■ Source excerpt ■
* * * * * * *

Some follow-up remarks to my old posting on rotating a two-dimensional array:

Some people noticed that the article I linked to purporting to rotate the array actually transposes it. I was wondering how many people would pick up on that.

I was surprised that people confused
rotating an array (or matrix) with creating a rotation matrix.
They are unrelated operations;
the only thing they have in common are the letters r-o-t-a-t-i.
A matrix is a representation of a linear transformation,
and
a rotation matrix is a linear transformation which rotates *vectors*.
In other words, applying the rotation matrix to a vector produces
a new vector which is a rotated version of the original vector.
The linear transformation is a *function* of one parameter:
It takes a vector and produces a new vector.
A rotation matrix is a matrix which *rotates other things*.
Whereas rotating an array is something you do *to the array*.
The array is the thing being rotated, not the thing doing the rotating.
It didn't even occur to me that people would confuse the two.
It's the difference a phone dial and dialing a phone.

Showing that you cannot rotate an array via matrix multiplication
is straightforward.
Suppose there were a matrix *R* which rotated an array (laid
out in the form of a matrix) clockwise.

* * * * * * *

■ Dataset extract ■

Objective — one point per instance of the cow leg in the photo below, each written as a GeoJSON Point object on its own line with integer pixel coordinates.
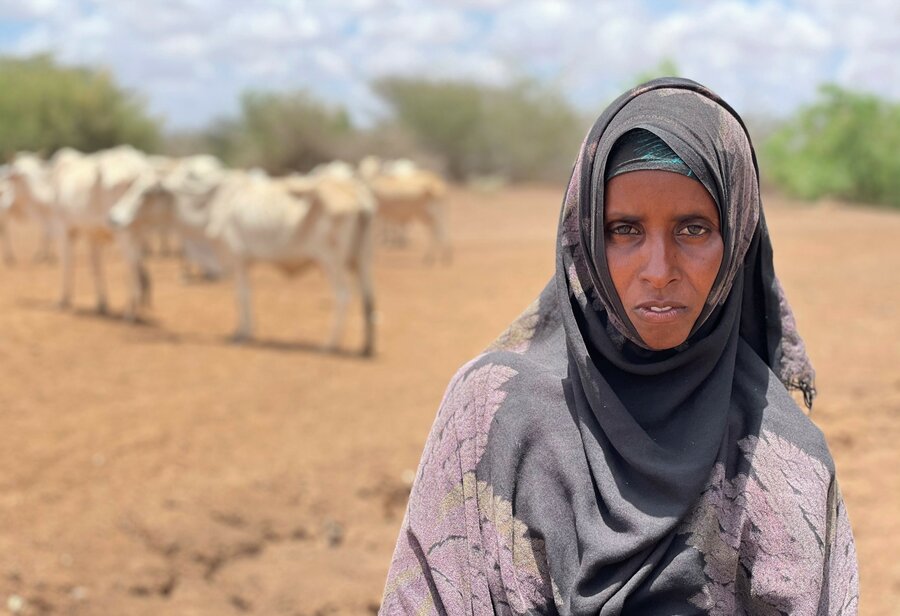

* * * * * * *

■ Stated goal A ■
In the post on rotating a two-dimensional array, what did the linked article that claimed to rotate the array actually do?
■ Stated goal B ■
Pick up the post on rotating a two-dimensional array and keep writing from its final sentence onward.

■ Output A ■
It transposed the array rather than rotating it.

■ Output B ■
The result of rotating the identity matrix would be a
a matrix with 1's along the diagonal
from upper right to lower left, let's call that matrix *J*.
Then we have *RI = J*, and therefore *R = J*.
Now apply *R* to both sides:
*RRI = RJ = I*
and therefore *R² = I*.
But clearly rotating clockwise twice is not the identity
for *n* ≥ 2.
(Rotating clockwise twice is turning upside-down.)

A more mechanical way to see this is to take the equation
*R = J* and show that *J*
does not perform the desired operation;
just try it on the matrix with 1 in the upper left entry and 0's everywhere
else.

And since it's one of those geeky math pastimes to see
how many differents proofs you can come up with for a single result,
the third way to show that rotation cannot be effected by
matrix multiplication is to observe that the transformation is not linear.
(That's the magical algebra-theoretical way of showing it,
which is either *so obvious you can tell just by looking at it*
or
*so obscure it defies comprehension*.)
[The transformation viewed as a transformation on matrices rather
than a transformation on column vectors is indeed linear,
but the matrix for that would be an *n² × n²*
matrix, and the operation wouldn't be matrix multiplication,
so that doesn't help us here.]

The last question raised by this exercise was
whether you could do better than *O*(*n*²).
Computer science students spend so much time trying to push the
complexity of an algorithm down
that they neglect to learn how to tell that you can't go any lower.
In this case, you obviously can't do better than *O*(*n*²)
because every single one of the *n*² entries in the array
needs to move (except of course the center element if *n* is odd).
If you did less than *O*(*n*²) of work,
then for sufficiently large *n*,
you will end up not moving some array elements, which would be a failure
to complete the required operation.

**Bonus chatter**:
Mind you, you can do better than
*O*(*n*²) if you change the rules of the problem.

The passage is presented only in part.